SELECTED EXCERPT>

▬▬▬▬▬▬▬▬▬▬

The epidemic of brutality our communities face has not diminished. The police are still killing. It’s an ongoing war on Black lives.
By Cat Brooks, PRISM
On March 13, 2020, 26-year-old Breonna Taylor was asleep with her partner Kenneth Walker when they were startled awake by three white Louisville, Kentucky, police officers breaking down their door during a no-knock warrant raid. The medical technician was killed, and her home was never searched. No one has been held accountable.

Murdered just two months before former Minneapolis police officer Derek Chauvin killed George Floyd, sparking international uprisings, Taylor also kindled demands to end the unfettered state violence that is the daily reality of Black people’s lives in America.
But unlike Floyd, those responsible for Taylor’s death would never see a court or a jury, and certainly not a jail cell. The only police officer held to any standard of accountability, Brett Hankison, was only indicted for recklessly firing his weapon into the home of Taylor’s neighbor. He was acquitted earlier this month.
Neoliberals and the state seized on the conviction of Derek Chauvin as an opportunity to spin a narrative that America was marching toward post-racial bliss so protesters could stop marching in the streets, quit embarrassing the U.S. on the international stage, and go home. Even President Joe Biden said the Chauvin verdict could “be a moment of significant change.”
Slow down, Joe.
While it is true that more officers have been held accountable for their violence than in past years, the epidemic of brutality our communities face has not diminished. In 2020, police officers killed more than 1,100 people, and in 2021, they killed 1,055 people, and since the start of the year, police have killed 138 people. Only about 140 law enforcement officers have been arrested for on-duty shootings since 2005, and of those, only 44 were convicted, often on charges much less serious than murder.

▬▬▬▬▬▬▬▬▬▬

WORK INSTRUCTIONS>
A. In the article on police violence, how many people did police kill in 2021?
B. From the article on police violence, print everything from "While it is" down to "serious than murder.".
The listing is not needed for any of this work.

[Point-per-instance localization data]

▬▬▬▬▬▬▬▬▬▬

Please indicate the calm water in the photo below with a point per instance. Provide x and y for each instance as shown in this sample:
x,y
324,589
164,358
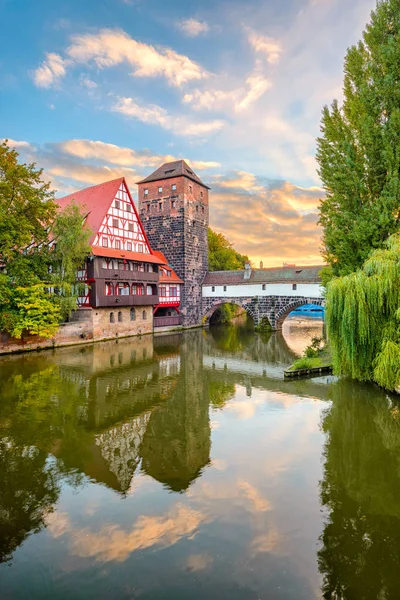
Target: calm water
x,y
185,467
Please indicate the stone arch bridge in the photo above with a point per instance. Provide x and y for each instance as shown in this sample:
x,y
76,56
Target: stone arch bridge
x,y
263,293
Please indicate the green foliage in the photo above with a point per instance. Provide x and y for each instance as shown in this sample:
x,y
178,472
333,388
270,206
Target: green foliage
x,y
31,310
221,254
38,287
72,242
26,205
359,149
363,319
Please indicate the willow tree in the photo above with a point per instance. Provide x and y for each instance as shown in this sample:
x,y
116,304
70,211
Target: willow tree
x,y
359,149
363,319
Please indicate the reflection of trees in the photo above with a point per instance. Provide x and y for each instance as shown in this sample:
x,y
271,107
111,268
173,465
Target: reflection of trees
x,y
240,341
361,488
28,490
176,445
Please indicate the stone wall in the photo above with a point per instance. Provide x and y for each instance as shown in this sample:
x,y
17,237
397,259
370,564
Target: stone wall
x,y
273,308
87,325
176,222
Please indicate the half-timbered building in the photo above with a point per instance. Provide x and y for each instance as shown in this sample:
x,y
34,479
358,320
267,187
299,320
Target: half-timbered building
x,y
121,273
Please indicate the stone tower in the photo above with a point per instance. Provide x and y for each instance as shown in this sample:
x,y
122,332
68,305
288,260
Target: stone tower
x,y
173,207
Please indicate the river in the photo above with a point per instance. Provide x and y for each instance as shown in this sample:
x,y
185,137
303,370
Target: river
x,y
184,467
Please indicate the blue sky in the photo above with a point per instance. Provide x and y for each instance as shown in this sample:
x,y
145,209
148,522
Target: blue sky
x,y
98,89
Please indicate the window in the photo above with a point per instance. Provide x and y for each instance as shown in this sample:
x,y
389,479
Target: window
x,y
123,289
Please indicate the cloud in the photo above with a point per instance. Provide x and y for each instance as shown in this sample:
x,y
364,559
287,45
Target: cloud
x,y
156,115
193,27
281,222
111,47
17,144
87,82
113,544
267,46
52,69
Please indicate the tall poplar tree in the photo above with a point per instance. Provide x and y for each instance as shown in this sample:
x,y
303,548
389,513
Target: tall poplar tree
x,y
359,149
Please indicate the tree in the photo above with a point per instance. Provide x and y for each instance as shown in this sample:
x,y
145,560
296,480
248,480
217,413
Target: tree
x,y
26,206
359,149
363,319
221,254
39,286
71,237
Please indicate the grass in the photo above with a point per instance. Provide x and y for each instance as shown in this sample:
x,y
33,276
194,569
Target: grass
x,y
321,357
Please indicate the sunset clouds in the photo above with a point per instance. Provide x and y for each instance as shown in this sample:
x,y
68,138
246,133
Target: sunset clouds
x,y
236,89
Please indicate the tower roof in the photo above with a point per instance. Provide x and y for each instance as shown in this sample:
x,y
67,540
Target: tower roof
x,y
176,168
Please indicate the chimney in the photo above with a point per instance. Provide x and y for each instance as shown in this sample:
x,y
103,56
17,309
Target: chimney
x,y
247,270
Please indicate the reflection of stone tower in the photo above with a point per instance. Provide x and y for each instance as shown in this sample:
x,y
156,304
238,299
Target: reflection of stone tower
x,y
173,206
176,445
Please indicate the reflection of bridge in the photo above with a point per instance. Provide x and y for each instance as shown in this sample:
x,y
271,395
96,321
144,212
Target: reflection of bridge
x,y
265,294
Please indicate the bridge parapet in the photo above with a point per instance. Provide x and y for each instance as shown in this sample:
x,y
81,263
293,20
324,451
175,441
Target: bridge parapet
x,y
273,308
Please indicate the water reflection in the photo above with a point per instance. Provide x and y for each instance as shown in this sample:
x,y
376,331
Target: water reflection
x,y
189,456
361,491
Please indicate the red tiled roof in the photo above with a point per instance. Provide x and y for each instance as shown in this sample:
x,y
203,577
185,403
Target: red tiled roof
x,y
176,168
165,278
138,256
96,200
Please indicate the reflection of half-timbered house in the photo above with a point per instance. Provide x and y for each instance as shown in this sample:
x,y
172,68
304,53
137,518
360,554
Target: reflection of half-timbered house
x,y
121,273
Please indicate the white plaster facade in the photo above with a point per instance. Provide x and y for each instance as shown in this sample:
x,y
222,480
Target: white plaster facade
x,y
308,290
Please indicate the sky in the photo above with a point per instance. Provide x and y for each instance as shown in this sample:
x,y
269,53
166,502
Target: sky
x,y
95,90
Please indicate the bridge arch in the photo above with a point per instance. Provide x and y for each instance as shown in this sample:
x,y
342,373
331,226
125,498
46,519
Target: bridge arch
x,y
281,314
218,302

▬▬▬▬▬▬▬▬▬▬

TASK-BY-TASK SOLUTIONS>
A. 1,055 people.

B.
While it is true that more officers have been held accountable for their violence than in past years, the epidemic of brutality our communities face has not diminished. In 2020, police officers killed more than 1,100 people, and in 2021, they killed 1,055 people, and since the start of the year, police have killed 138 people. Only about 140 law enforcement officers have been arrested for on-duty shootings since 2005, and of those, only 44 were convicted, often on charges much less serious than murder.